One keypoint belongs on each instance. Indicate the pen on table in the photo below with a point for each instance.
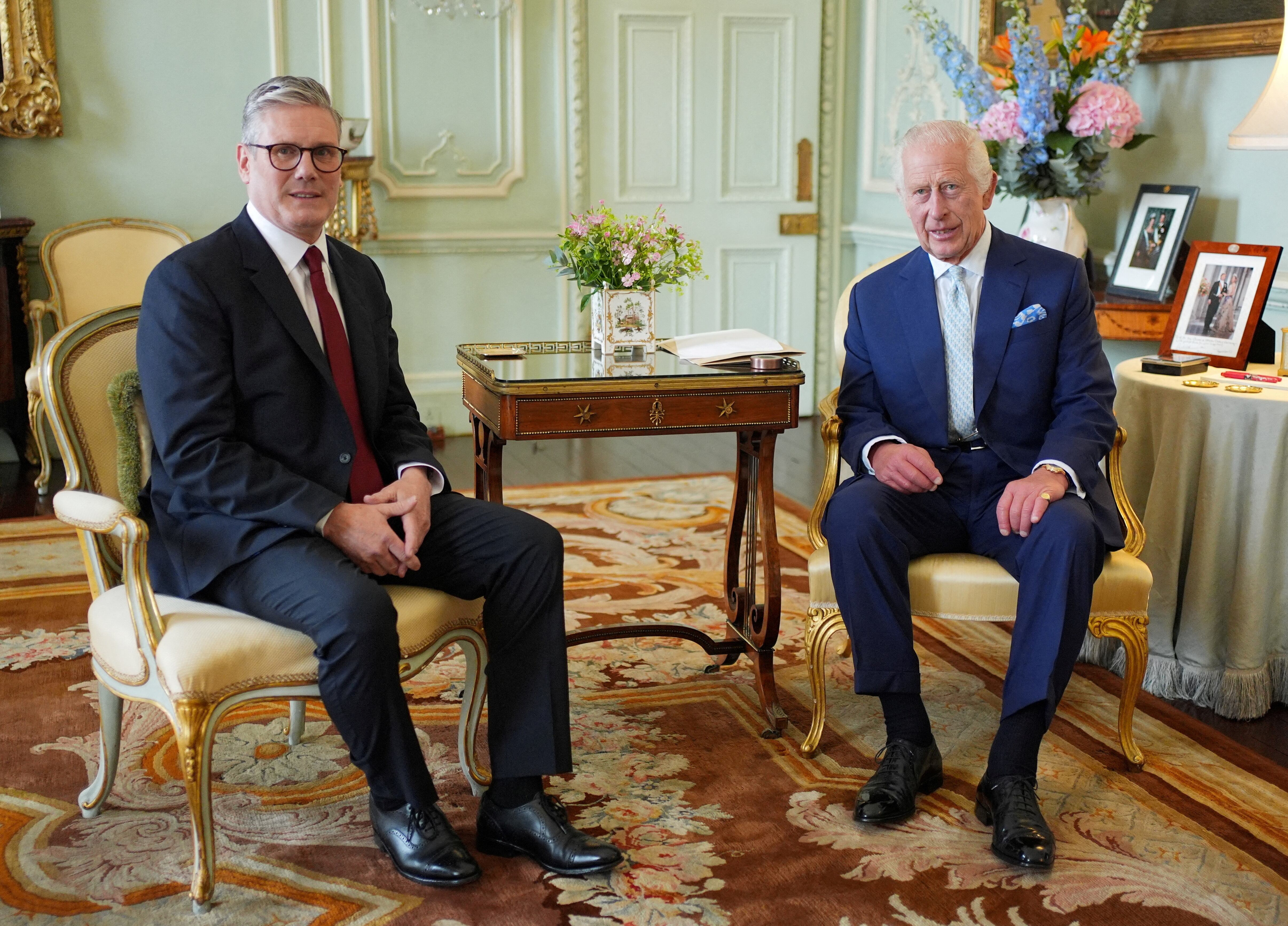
(1254, 378)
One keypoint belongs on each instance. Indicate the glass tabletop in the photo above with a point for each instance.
(563, 361)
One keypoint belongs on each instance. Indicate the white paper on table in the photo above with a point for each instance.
(724, 347)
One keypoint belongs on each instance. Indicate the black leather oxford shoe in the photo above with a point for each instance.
(542, 831)
(424, 847)
(1021, 835)
(891, 795)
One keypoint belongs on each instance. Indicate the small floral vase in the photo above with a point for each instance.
(1054, 223)
(624, 319)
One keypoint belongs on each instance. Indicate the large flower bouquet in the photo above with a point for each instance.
(1049, 129)
(602, 252)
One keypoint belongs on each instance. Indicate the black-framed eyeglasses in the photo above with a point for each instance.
(326, 158)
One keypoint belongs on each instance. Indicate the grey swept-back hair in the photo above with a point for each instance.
(946, 132)
(285, 91)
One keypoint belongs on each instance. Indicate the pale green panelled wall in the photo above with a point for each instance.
(1191, 106)
(152, 94)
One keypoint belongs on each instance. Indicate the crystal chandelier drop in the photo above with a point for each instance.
(469, 10)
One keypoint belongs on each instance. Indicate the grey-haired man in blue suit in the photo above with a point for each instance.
(976, 408)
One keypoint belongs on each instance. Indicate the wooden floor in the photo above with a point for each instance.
(798, 472)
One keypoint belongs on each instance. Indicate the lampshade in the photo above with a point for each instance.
(1267, 125)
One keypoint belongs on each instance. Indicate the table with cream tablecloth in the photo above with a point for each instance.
(1207, 472)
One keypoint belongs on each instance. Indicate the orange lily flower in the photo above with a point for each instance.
(1003, 49)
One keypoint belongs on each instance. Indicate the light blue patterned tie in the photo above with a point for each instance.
(960, 358)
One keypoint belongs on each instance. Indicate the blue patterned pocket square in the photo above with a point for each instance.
(1031, 315)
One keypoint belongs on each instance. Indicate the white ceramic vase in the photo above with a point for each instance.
(1055, 224)
(624, 319)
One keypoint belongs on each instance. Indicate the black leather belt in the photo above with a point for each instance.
(966, 446)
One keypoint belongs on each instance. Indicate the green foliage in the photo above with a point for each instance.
(601, 252)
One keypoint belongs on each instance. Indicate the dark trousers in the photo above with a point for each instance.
(475, 549)
(874, 533)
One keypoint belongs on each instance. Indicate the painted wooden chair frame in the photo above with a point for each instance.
(100, 518)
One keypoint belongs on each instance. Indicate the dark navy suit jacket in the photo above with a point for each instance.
(1043, 391)
(252, 442)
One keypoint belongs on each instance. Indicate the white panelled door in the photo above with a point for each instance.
(699, 106)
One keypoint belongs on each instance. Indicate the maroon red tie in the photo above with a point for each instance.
(365, 477)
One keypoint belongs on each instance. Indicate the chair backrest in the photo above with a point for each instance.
(97, 265)
(76, 370)
(843, 312)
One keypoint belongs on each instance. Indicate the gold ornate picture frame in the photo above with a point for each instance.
(1229, 40)
(30, 104)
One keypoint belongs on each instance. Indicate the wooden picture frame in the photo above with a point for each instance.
(1222, 324)
(1153, 240)
(1188, 43)
(30, 102)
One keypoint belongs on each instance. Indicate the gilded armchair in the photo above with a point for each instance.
(191, 660)
(89, 266)
(966, 588)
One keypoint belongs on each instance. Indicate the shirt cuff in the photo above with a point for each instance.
(872, 444)
(433, 474)
(1068, 472)
(436, 486)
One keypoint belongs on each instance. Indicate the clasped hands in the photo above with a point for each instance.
(909, 469)
(362, 530)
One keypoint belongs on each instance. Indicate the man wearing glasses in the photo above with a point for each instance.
(292, 477)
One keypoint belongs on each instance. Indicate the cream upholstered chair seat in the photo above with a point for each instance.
(210, 652)
(961, 586)
(89, 266)
(191, 660)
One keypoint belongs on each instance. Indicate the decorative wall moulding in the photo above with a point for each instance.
(446, 119)
(30, 101)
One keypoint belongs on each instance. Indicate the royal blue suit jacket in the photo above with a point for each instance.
(1043, 391)
(250, 440)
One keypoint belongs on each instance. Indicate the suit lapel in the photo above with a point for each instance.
(999, 303)
(272, 284)
(921, 329)
(362, 342)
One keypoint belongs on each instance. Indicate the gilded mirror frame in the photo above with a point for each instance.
(1231, 40)
(30, 104)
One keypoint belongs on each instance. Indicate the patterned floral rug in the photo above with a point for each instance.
(719, 826)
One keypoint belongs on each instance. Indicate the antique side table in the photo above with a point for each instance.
(561, 389)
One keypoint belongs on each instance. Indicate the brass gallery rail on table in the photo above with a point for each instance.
(561, 389)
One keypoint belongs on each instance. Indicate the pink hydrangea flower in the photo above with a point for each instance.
(1001, 123)
(1104, 106)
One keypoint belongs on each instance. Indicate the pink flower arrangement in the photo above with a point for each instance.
(1001, 121)
(1104, 106)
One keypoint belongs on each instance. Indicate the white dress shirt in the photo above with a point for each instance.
(290, 253)
(974, 281)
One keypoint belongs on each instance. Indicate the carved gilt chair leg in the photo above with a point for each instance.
(37, 420)
(297, 728)
(472, 706)
(1134, 633)
(824, 622)
(110, 708)
(194, 733)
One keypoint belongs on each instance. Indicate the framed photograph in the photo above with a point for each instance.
(1179, 30)
(1154, 234)
(1220, 302)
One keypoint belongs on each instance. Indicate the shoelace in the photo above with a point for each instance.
(424, 821)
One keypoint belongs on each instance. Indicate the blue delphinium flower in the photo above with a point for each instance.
(970, 80)
(1033, 87)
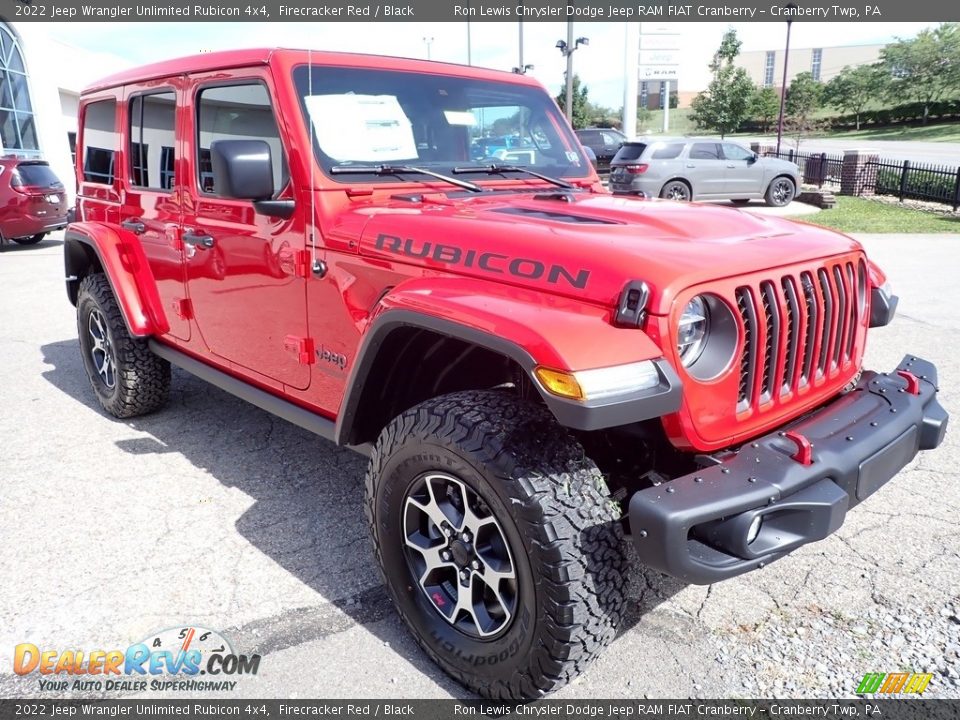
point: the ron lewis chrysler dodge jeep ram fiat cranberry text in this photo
(533, 366)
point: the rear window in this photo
(630, 151)
(667, 152)
(37, 175)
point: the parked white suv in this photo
(689, 168)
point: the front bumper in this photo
(698, 527)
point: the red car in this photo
(532, 365)
(32, 201)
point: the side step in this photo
(274, 405)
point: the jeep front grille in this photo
(798, 329)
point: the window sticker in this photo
(362, 128)
(460, 117)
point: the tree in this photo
(581, 103)
(765, 106)
(854, 88)
(725, 104)
(925, 68)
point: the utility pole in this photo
(631, 85)
(783, 86)
(569, 53)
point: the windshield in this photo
(373, 117)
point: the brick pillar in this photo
(859, 174)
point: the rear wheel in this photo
(127, 378)
(781, 192)
(497, 540)
(33, 240)
(676, 190)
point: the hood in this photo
(585, 245)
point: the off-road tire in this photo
(557, 516)
(32, 240)
(676, 190)
(775, 198)
(142, 380)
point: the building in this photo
(766, 66)
(40, 83)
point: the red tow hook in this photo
(804, 453)
(913, 383)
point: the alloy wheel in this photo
(458, 553)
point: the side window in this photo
(735, 152)
(100, 140)
(152, 140)
(236, 112)
(705, 151)
(611, 140)
(667, 152)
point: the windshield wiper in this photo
(501, 169)
(401, 170)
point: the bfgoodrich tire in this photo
(497, 540)
(126, 377)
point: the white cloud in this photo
(494, 45)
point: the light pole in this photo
(783, 86)
(567, 48)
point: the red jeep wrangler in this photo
(533, 365)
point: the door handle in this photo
(134, 225)
(200, 240)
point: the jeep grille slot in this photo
(771, 318)
(793, 335)
(799, 329)
(748, 361)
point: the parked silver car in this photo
(689, 168)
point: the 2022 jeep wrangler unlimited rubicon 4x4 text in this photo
(533, 365)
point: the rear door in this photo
(245, 270)
(152, 204)
(744, 174)
(706, 170)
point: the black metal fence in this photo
(917, 181)
(904, 179)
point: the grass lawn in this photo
(858, 215)
(944, 132)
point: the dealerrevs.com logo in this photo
(186, 658)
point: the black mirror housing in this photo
(242, 169)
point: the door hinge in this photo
(183, 308)
(302, 263)
(303, 348)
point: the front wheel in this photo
(781, 192)
(676, 190)
(33, 240)
(498, 541)
(127, 378)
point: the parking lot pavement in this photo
(213, 513)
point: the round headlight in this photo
(693, 331)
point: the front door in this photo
(706, 169)
(246, 281)
(151, 208)
(744, 173)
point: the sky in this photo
(600, 65)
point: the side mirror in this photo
(242, 169)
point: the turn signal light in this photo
(560, 383)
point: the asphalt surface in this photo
(213, 513)
(936, 153)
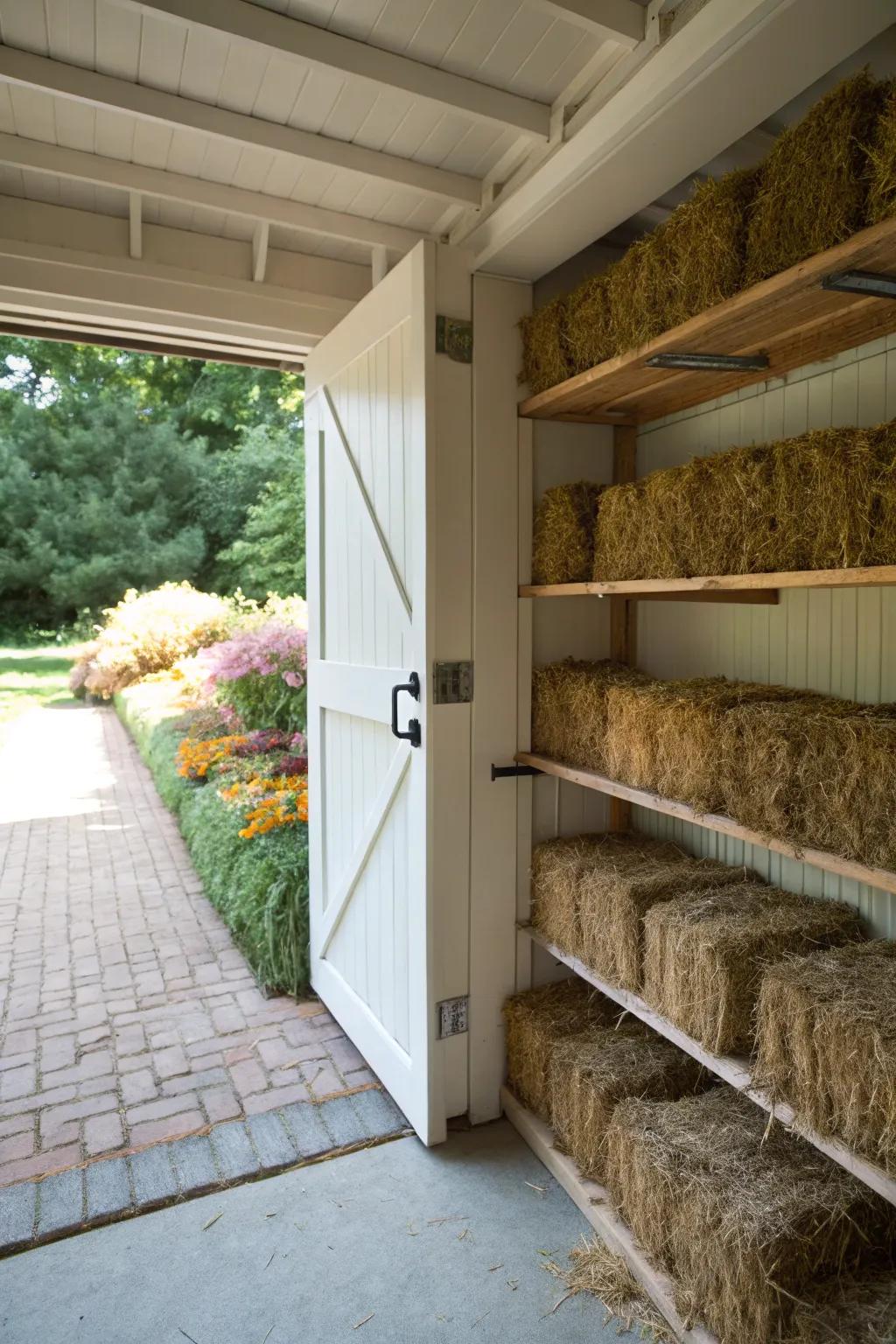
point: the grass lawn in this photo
(32, 677)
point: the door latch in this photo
(411, 687)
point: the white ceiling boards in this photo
(346, 130)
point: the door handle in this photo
(413, 687)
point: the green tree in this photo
(93, 507)
(269, 554)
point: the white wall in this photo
(840, 642)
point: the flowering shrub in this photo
(261, 674)
(269, 802)
(196, 756)
(150, 632)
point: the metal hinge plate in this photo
(452, 683)
(452, 1018)
(454, 338)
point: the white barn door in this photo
(386, 948)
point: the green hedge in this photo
(258, 886)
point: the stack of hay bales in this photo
(704, 955)
(858, 1312)
(564, 534)
(816, 772)
(747, 1221)
(813, 187)
(790, 764)
(820, 501)
(570, 706)
(590, 895)
(826, 1035)
(537, 1022)
(589, 1078)
(823, 179)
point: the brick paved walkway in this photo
(127, 1013)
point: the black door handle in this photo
(413, 687)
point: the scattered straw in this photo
(705, 953)
(536, 1022)
(858, 1312)
(826, 1032)
(598, 1270)
(589, 1080)
(544, 358)
(564, 536)
(813, 185)
(747, 1221)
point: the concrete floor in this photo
(439, 1245)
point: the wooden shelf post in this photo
(624, 611)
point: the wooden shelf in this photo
(881, 878)
(788, 318)
(722, 588)
(594, 1201)
(728, 1068)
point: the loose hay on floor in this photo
(813, 186)
(589, 1078)
(544, 356)
(817, 772)
(564, 534)
(826, 1035)
(745, 1221)
(570, 709)
(858, 1312)
(615, 892)
(536, 1023)
(598, 1270)
(705, 953)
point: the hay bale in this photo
(818, 501)
(702, 248)
(853, 1312)
(570, 709)
(564, 534)
(618, 886)
(544, 355)
(708, 516)
(813, 186)
(746, 1221)
(673, 737)
(881, 162)
(817, 772)
(537, 1022)
(589, 1080)
(587, 326)
(704, 955)
(826, 1035)
(556, 874)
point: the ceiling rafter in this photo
(358, 60)
(75, 164)
(624, 20)
(98, 90)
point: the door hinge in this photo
(454, 338)
(452, 1016)
(452, 683)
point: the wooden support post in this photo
(624, 612)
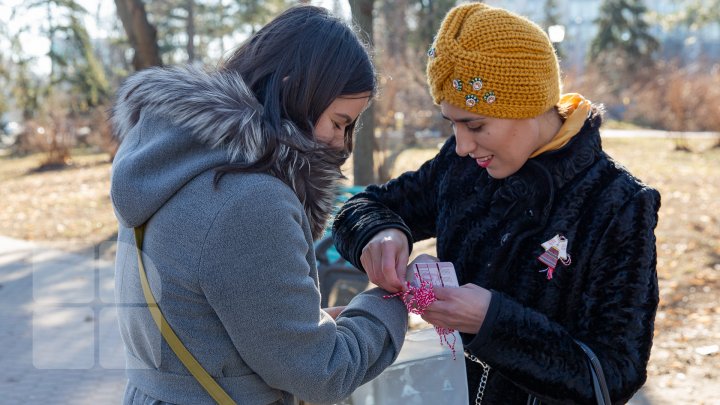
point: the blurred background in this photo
(654, 65)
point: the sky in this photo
(36, 44)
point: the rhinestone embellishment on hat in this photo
(457, 84)
(471, 100)
(489, 97)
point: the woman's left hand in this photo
(334, 311)
(462, 308)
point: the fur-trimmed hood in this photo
(175, 123)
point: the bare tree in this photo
(363, 164)
(141, 34)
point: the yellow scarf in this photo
(575, 108)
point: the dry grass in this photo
(688, 245)
(72, 207)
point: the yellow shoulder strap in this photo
(195, 368)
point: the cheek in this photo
(323, 131)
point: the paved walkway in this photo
(59, 341)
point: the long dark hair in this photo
(296, 66)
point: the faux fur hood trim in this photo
(218, 110)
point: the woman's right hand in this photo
(385, 259)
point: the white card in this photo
(440, 274)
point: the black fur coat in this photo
(492, 230)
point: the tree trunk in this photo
(363, 164)
(141, 34)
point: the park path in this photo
(59, 340)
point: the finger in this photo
(368, 259)
(401, 266)
(389, 253)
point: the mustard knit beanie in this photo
(492, 62)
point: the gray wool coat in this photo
(233, 269)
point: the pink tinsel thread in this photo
(416, 300)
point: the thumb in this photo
(442, 293)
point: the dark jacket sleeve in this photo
(407, 203)
(616, 321)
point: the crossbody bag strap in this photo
(195, 368)
(602, 395)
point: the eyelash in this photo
(477, 129)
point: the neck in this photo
(550, 123)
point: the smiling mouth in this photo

-------------------------

OBJECTIVE:
Give back, unchanged, every line from the one with "point: the rhinestone" to the end of the entries above.

IN RESPONSE:
point: the rhinestone embellishment on hat in this photo
(457, 84)
(471, 100)
(489, 97)
point: the woman's left hand in this photo
(334, 311)
(462, 308)
point: the fur-trimmed hood in this photo
(175, 123)
point: the bare tree in this photo
(363, 164)
(141, 34)
point: the yellow scarf in this photo
(575, 108)
point: the dry grass in this photo
(688, 245)
(72, 207)
point: the yellow shoulder strap in this photo
(195, 368)
point: the cheek in this photo
(323, 131)
point: the paved walkway in this photo
(59, 341)
point: the long dark hair in this photo
(296, 66)
point: the faux fur hood trim in this photo
(218, 110)
point: the woman's right hand in this photo
(385, 259)
point: the white card in this photo
(440, 274)
point: the black fur coat in this photo
(492, 230)
point: the tree trunk in this photo
(363, 164)
(141, 34)
point: the park path in this photo
(59, 340)
point: the finger in this photo
(368, 259)
(401, 266)
(389, 253)
point: the mustard knit beanie in this photo
(492, 62)
point: the gray wool coat in this photo
(233, 269)
point: the pink tinsel thread in this photo
(416, 300)
point: the thumb in this photo
(442, 293)
point: the dark jacket sleeve in this photo
(407, 203)
(616, 321)
point: the crossbody bag strap in this photo
(195, 368)
(602, 395)
point: the eyelash in this photo
(477, 129)
point: the neck in this photo
(550, 123)
point: the smiling mouth in this photo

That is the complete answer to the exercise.